_WHAT TO WORK ON_. Copy each of the records below word for word, with no changes.

---------- RECORDS TO USE ----------

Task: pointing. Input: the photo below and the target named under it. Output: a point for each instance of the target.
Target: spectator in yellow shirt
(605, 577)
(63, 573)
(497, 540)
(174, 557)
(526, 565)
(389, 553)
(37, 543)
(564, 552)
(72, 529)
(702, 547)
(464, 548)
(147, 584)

----------

_EXERCISE ANSWER_.
Task: pointing. Input: the photo below and the target named under it. Output: a point for each instance of the target.
Target: spectator in yellow shirt
(605, 577)
(63, 573)
(497, 540)
(174, 557)
(526, 565)
(389, 553)
(37, 543)
(564, 552)
(72, 529)
(702, 547)
(464, 548)
(147, 584)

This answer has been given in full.